**Direction**
Please print the stretch of the listing below from the line containing "Place one marker on every instance of the green lawn, position" through the line containing "pixel 21 77", including both of those lines, word for word. Leave the pictures out of your answer.

**Data lines**

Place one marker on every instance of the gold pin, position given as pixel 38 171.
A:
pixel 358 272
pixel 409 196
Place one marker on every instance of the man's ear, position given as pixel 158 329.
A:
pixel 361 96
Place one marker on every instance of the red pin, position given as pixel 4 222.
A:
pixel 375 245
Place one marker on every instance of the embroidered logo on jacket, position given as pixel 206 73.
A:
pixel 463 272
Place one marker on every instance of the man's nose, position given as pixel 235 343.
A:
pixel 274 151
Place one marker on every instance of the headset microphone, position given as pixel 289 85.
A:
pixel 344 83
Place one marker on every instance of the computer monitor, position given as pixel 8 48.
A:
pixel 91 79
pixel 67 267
* * *
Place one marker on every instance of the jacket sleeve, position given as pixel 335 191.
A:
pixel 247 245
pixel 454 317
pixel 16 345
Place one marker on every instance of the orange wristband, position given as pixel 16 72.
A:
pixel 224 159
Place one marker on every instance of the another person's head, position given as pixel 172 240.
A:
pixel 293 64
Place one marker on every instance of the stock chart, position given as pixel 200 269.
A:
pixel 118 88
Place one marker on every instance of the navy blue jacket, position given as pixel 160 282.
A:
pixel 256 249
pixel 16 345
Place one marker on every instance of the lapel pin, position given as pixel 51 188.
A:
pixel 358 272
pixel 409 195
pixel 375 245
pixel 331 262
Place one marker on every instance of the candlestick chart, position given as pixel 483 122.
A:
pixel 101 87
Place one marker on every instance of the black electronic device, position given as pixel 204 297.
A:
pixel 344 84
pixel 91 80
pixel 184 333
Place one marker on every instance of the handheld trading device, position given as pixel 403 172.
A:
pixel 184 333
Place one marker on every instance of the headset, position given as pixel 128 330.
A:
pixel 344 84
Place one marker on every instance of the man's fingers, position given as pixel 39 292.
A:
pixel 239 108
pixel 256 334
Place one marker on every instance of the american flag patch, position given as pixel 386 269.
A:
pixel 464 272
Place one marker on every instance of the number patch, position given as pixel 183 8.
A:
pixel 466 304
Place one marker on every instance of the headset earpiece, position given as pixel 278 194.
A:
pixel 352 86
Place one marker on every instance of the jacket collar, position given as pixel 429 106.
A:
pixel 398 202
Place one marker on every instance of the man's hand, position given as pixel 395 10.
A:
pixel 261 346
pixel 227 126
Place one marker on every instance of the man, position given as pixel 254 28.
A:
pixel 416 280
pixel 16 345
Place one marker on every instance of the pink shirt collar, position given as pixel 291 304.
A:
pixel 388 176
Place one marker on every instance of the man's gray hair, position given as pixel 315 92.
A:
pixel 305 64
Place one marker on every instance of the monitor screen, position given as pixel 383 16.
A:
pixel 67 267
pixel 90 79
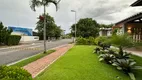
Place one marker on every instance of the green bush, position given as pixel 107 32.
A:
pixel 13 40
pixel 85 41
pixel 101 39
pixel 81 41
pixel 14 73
==
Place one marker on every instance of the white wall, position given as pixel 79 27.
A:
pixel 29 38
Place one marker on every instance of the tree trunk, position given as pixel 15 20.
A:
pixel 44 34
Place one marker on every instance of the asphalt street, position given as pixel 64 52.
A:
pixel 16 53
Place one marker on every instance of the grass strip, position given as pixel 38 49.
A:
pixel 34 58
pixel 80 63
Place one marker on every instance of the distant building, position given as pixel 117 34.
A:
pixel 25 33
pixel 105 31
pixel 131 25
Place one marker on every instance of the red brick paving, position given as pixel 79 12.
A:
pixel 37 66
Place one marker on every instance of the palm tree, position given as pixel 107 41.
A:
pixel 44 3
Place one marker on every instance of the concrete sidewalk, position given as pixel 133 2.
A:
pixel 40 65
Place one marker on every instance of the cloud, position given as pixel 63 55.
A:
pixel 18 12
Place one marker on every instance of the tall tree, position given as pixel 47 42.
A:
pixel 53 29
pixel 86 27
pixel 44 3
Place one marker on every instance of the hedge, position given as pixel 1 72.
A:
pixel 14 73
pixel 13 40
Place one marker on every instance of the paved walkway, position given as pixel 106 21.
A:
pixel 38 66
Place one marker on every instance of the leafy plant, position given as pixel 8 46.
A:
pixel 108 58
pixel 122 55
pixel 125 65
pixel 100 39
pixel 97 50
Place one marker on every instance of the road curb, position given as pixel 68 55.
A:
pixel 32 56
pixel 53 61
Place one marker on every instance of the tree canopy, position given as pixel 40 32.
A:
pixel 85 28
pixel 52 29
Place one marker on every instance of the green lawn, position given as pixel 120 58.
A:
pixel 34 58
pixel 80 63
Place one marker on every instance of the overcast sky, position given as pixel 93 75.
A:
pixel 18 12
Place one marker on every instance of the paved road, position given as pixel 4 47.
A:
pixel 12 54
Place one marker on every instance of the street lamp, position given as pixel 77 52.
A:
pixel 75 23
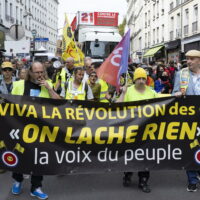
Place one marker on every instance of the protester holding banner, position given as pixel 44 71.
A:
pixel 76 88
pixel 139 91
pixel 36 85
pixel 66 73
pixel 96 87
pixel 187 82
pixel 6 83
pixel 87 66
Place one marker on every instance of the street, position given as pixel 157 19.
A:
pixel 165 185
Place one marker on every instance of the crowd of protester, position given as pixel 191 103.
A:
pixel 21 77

**Answer to this task**
Place one marker on every instance of the green lawn, position given as pixel 120 58.
A:
pixel 34 58
pixel 80 63
Place one marker on every instance of the overcast sky, position given as pixel 93 75.
A:
pixel 18 12
Place one marker on every instance of the paved road, position given as pixel 4 47.
A:
pixel 12 54
Place one marker on every instance of the street lamp, position given as pixel 77 52.
A:
pixel 75 23
Place one marker on every instance of the protester holding banner, position given as pixel 44 71.
A:
pixel 76 88
pixel 139 91
pixel 36 85
pixel 66 73
pixel 96 87
pixel 187 82
pixel 6 83
pixel 87 66
Place one marker on every instance of the street, position given as pixel 157 19.
A:
pixel 165 185
Place one marker on every instance of the crowd of protester, position given as pixel 191 103.
A:
pixel 21 77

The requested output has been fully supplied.